===== Supplied entries =====
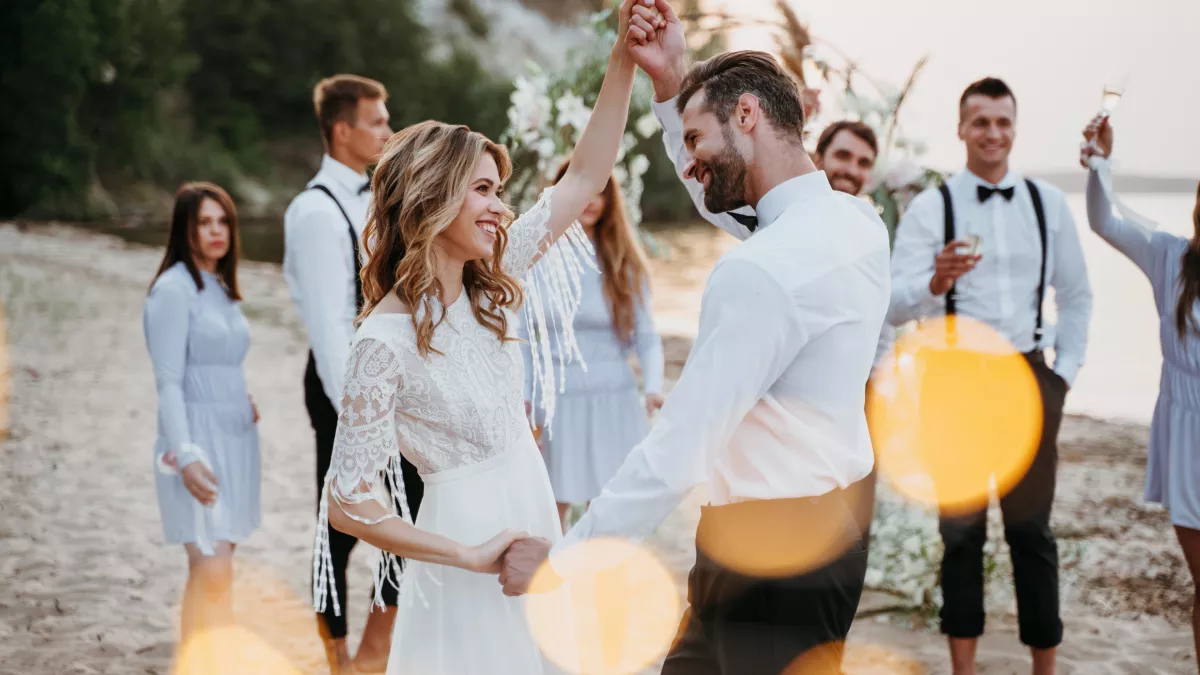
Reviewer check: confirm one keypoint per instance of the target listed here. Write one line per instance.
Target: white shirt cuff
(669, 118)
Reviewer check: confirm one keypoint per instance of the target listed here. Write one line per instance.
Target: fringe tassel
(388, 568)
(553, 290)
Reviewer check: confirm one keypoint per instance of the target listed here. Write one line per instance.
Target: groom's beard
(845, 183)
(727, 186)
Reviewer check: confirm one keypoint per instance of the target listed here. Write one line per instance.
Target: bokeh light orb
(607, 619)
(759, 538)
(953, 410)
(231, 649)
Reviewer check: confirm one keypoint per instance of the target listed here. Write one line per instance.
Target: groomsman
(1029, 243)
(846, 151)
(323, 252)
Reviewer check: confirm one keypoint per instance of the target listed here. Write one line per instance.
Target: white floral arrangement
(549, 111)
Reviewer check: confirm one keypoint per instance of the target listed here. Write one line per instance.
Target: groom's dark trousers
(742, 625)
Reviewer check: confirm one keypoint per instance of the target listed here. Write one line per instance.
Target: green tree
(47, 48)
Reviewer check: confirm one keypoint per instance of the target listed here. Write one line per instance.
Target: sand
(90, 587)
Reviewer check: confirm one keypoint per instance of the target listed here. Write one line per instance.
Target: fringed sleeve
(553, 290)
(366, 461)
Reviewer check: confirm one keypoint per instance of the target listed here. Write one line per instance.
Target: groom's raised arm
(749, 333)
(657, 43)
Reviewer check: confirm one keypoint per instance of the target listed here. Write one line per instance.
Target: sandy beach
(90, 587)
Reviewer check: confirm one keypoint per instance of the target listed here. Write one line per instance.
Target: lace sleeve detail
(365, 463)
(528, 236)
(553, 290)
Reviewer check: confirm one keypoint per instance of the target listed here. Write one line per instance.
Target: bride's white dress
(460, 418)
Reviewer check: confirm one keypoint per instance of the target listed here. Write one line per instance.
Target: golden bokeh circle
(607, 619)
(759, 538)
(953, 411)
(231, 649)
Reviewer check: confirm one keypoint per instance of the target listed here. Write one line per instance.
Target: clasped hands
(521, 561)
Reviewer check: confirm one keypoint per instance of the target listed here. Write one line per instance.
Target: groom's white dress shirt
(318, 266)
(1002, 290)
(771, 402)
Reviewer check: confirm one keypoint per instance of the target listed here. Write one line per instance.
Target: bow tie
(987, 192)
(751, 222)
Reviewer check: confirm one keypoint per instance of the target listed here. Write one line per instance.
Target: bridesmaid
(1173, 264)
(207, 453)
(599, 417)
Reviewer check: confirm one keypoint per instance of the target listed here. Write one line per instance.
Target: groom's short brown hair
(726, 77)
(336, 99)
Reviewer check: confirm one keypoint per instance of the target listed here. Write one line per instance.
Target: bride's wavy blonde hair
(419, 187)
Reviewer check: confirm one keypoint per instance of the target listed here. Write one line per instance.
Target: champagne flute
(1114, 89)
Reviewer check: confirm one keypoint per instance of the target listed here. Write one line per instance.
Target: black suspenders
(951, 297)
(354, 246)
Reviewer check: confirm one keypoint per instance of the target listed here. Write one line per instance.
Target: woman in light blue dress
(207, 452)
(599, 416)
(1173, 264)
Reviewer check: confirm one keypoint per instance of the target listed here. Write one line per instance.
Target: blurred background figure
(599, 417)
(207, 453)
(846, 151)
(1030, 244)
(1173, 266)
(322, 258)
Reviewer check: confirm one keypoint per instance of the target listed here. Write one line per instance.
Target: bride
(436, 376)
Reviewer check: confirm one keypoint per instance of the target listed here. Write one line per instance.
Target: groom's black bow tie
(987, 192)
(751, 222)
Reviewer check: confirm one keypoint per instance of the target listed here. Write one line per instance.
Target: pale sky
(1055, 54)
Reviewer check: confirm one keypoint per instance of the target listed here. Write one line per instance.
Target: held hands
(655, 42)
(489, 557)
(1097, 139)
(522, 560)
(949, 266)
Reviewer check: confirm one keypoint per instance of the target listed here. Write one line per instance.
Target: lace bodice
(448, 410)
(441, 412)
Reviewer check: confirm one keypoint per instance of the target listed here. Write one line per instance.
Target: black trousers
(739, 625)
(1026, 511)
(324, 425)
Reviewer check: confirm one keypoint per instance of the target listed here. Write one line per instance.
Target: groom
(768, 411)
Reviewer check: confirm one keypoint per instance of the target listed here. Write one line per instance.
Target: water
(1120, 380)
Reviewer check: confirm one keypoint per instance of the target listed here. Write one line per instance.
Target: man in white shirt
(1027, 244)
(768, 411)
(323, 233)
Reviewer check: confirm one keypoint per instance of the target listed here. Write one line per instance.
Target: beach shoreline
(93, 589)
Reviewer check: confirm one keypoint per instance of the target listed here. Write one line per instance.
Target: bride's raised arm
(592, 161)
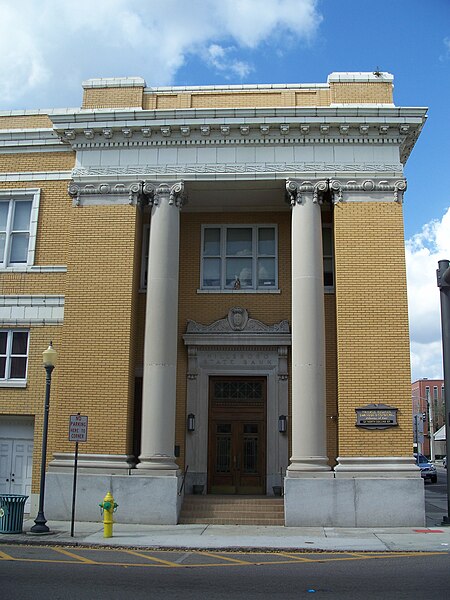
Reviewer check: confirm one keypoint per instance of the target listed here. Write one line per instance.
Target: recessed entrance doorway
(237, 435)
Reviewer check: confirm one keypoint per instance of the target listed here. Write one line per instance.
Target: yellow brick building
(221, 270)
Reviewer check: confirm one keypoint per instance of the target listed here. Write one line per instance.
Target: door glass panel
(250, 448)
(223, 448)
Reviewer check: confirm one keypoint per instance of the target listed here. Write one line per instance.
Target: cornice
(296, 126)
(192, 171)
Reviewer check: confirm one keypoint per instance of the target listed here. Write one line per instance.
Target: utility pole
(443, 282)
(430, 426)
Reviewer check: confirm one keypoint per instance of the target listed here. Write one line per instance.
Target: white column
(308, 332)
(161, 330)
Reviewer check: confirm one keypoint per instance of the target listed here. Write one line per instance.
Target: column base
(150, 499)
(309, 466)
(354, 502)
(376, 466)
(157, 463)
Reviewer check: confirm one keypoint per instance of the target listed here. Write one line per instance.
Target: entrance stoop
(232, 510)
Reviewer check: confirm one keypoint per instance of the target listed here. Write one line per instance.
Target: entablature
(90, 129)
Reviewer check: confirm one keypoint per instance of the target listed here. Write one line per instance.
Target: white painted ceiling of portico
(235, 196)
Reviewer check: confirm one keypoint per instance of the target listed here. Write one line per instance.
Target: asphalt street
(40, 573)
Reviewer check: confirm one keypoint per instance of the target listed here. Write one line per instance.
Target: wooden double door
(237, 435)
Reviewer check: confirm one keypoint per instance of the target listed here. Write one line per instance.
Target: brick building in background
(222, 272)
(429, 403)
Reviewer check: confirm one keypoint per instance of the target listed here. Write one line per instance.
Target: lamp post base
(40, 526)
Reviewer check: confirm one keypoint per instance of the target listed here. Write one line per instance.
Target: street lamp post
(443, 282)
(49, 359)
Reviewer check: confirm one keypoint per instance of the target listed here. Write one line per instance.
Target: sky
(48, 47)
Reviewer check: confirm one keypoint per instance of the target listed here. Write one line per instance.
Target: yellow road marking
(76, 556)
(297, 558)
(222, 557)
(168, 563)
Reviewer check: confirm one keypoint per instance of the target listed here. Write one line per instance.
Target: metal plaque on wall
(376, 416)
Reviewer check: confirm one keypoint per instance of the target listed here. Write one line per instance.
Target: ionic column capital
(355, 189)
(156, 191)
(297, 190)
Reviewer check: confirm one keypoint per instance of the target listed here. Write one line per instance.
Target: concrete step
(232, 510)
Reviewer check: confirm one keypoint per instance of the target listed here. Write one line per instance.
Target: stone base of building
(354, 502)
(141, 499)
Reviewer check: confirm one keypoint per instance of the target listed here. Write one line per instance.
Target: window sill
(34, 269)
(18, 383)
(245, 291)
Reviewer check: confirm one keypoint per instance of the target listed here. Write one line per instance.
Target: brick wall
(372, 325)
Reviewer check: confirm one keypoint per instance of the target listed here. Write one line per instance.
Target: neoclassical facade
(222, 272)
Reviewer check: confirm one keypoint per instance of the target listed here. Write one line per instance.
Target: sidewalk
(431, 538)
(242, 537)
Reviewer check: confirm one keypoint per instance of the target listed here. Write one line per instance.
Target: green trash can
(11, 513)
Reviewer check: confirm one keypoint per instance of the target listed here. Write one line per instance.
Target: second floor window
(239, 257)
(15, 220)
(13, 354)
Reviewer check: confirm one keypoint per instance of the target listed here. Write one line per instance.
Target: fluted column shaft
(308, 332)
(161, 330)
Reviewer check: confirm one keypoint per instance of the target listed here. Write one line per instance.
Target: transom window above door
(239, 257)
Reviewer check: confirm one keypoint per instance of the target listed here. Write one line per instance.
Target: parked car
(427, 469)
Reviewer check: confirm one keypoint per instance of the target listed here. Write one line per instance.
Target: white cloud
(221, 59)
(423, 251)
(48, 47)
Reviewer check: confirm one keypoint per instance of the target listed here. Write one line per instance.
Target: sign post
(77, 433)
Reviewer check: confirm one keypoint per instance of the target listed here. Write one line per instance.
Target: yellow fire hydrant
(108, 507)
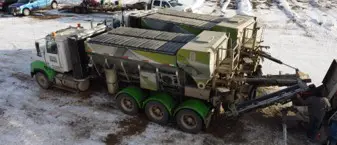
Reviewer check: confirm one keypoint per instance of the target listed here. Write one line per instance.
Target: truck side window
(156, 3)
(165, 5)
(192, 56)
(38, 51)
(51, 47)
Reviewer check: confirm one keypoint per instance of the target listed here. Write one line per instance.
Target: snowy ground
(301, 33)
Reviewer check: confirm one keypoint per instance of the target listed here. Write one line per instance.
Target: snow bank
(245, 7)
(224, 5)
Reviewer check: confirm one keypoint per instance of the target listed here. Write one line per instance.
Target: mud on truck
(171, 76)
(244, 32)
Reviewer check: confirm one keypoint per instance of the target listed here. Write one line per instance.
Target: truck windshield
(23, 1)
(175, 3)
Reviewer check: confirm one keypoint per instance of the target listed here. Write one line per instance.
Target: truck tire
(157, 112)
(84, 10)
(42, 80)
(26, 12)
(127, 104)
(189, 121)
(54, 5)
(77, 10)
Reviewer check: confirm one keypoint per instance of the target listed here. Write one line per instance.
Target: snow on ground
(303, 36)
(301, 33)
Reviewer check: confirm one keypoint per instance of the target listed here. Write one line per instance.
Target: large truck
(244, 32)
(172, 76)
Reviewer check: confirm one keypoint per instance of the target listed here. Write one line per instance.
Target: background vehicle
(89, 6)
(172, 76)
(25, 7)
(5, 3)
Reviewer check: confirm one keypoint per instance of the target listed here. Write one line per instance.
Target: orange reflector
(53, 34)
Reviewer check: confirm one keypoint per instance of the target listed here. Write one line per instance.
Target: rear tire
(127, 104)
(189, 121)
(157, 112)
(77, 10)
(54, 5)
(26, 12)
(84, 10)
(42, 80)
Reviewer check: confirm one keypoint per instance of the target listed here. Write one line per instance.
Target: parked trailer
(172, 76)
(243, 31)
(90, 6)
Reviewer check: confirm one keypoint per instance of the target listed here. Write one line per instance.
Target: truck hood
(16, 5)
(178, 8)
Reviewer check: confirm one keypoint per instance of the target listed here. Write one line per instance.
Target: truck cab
=====
| What is required |
Return every line of the records above that contains the word "lamp", with each line reproduced unchanged.

| Full solution |
Target: lamp post base
Target: street lamp post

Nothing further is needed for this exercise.